Task goal:
Among the entries that follow, some lines contain the word "chain". Show all of them.

Stored items:
━━━━━━━━━━━━━━━━━━━━
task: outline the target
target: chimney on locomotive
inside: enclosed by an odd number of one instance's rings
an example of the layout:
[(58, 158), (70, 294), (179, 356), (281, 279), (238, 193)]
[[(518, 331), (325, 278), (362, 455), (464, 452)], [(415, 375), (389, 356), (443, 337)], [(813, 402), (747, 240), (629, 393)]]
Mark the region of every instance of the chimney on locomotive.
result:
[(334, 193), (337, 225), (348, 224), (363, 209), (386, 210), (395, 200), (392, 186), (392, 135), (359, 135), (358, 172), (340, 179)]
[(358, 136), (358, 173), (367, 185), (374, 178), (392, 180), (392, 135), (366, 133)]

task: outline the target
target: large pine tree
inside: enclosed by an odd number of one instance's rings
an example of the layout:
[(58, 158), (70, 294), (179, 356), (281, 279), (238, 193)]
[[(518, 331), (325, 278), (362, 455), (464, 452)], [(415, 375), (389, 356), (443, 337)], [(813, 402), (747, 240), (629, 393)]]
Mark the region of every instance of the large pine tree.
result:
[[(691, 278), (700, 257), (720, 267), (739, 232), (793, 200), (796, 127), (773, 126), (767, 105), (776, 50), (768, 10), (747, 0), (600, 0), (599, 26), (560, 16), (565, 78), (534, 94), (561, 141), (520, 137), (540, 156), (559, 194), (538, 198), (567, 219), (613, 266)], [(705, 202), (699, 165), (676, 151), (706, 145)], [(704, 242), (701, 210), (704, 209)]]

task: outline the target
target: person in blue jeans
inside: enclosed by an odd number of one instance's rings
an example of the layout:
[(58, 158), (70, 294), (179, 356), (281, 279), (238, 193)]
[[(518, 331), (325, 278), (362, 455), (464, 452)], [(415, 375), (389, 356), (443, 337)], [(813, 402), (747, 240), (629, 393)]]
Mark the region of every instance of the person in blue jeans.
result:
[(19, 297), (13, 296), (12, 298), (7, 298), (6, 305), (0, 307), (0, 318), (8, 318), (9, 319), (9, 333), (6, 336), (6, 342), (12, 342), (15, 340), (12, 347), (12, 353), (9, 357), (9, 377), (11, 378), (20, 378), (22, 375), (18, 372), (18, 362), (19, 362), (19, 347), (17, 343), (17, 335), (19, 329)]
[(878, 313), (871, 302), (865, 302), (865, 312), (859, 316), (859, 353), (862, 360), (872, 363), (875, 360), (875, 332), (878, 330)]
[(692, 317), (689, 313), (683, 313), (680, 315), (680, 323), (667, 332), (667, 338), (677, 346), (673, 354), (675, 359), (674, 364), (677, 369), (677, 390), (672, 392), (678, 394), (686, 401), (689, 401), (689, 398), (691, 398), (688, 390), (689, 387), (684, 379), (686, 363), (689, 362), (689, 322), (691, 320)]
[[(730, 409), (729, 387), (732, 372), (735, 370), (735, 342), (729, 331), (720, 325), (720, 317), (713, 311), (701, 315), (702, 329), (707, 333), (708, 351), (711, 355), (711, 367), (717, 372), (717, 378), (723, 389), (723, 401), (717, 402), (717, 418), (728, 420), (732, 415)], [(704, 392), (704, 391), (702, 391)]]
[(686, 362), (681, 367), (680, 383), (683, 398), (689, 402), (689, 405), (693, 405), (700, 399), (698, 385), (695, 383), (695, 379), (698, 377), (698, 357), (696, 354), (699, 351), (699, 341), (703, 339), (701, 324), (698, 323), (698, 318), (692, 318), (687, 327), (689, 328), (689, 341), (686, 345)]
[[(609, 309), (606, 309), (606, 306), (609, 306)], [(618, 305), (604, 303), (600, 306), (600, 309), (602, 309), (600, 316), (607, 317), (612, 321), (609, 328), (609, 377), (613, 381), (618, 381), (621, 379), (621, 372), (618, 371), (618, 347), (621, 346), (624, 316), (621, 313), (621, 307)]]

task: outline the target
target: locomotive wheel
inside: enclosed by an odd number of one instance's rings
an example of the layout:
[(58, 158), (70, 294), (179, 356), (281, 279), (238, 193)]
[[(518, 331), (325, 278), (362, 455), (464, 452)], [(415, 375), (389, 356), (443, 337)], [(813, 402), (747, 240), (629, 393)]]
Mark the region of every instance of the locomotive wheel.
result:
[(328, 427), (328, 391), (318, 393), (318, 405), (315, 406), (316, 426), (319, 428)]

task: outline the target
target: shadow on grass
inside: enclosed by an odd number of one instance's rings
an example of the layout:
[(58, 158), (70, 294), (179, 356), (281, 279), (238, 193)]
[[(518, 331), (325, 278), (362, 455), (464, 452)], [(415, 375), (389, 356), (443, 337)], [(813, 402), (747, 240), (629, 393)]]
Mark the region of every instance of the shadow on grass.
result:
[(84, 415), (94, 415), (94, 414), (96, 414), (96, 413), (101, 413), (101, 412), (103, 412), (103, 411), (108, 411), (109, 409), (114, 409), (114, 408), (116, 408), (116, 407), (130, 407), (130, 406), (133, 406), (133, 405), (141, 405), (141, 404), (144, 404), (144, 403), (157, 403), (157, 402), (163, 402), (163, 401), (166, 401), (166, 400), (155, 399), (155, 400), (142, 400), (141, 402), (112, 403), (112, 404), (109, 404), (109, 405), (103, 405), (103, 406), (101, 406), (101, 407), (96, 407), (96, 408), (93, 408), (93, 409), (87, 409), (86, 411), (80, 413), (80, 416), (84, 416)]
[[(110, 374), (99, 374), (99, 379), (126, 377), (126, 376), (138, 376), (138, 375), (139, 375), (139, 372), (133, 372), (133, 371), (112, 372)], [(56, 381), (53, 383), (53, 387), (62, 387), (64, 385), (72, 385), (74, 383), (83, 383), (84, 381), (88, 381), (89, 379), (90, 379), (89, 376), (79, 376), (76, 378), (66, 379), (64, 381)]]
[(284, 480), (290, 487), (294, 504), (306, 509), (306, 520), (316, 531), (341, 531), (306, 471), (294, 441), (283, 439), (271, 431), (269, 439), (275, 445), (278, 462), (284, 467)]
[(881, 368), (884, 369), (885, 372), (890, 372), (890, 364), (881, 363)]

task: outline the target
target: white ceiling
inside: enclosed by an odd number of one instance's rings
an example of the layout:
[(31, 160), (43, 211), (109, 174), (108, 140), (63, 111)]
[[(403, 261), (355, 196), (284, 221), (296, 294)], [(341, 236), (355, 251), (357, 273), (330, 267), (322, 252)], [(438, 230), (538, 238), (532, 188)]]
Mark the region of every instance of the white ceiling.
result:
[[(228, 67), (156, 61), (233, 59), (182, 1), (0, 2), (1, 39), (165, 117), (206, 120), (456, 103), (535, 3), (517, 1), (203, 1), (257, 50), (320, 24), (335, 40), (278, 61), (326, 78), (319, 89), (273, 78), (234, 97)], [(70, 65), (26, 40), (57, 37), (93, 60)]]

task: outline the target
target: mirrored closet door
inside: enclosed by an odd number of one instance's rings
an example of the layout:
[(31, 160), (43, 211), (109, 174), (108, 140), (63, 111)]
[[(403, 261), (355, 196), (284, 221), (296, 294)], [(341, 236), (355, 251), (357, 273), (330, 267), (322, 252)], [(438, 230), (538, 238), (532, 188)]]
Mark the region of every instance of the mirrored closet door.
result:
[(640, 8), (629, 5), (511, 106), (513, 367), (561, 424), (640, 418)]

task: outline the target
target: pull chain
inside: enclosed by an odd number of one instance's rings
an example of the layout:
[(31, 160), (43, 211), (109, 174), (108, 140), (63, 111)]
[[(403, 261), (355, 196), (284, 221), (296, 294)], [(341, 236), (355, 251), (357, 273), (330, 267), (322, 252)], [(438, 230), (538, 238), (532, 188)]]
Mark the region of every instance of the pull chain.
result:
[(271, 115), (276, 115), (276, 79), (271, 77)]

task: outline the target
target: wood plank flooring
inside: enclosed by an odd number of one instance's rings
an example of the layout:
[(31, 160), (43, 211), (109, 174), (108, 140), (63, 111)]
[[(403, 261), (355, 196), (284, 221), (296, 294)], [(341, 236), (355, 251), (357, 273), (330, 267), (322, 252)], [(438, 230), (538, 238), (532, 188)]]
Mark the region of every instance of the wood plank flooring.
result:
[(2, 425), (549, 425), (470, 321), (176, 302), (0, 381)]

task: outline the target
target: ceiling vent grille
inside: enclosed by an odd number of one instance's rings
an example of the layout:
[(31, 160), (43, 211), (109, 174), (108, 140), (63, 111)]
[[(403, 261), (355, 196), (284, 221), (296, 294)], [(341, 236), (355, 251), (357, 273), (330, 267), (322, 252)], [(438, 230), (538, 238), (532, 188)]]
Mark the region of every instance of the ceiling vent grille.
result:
━━━━━━━━━━━━━━━━━━━━
Response to this task:
target: pull chain
Mark the region of every instance of the pull chain.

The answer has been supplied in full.